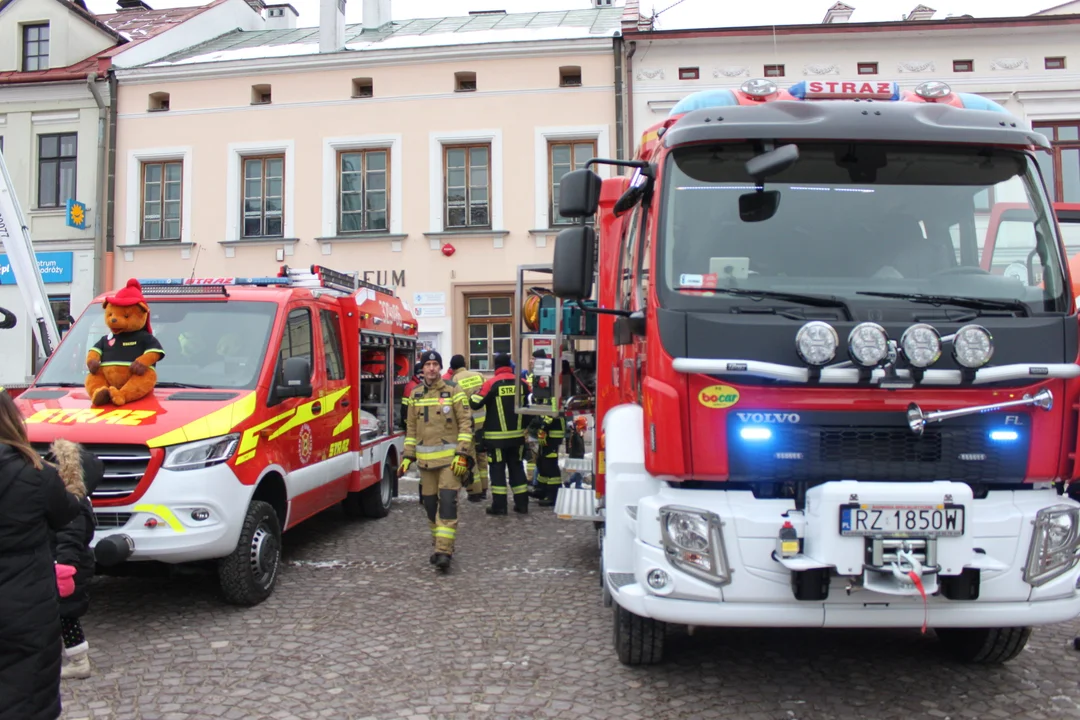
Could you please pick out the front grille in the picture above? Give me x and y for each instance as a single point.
(879, 446)
(124, 466)
(111, 520)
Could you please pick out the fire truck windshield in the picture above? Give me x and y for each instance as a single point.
(207, 344)
(854, 218)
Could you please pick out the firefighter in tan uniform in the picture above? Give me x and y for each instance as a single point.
(470, 381)
(439, 438)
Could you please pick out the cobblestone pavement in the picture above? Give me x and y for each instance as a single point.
(360, 626)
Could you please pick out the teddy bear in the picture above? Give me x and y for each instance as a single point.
(121, 363)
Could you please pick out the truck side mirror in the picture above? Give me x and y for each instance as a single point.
(572, 266)
(579, 193)
(296, 378)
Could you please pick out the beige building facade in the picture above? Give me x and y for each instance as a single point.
(426, 154)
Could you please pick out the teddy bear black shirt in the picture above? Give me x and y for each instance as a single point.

Task statement
Without including any picture, set down the listing above exactly as it appears.

Output for this task
Could you please pick out the front grille in the picture above? Give me x and y for each instance as a single point.
(879, 446)
(124, 466)
(111, 520)
Could you please pick out the fire truck windshield in the picture above? Give me x and y for each instance as a single point.
(207, 344)
(854, 218)
Could you please pick out the firefighter in tan uniform in the picture above? Give me x and y for each instance as a single point.
(470, 381)
(439, 438)
Could you please pick out the cobblestone pavement in the picture above? Give me x and y for each instance as a single point.
(360, 626)
Could you please pick out the teddy bear in the picture above? Give me x and y for each instance as a single point.
(121, 363)
Could you please pick out the truck side mirror in the picture above? Give me x and y for each instance as a single point.
(572, 266)
(579, 193)
(296, 378)
Could you please pick out the beige building facade in the picture above? Give me x and y for each instance as a single point.
(426, 154)
Could you please pick out the teddy bear black shirt in the picture above? Give me x and y for each instance as a single point.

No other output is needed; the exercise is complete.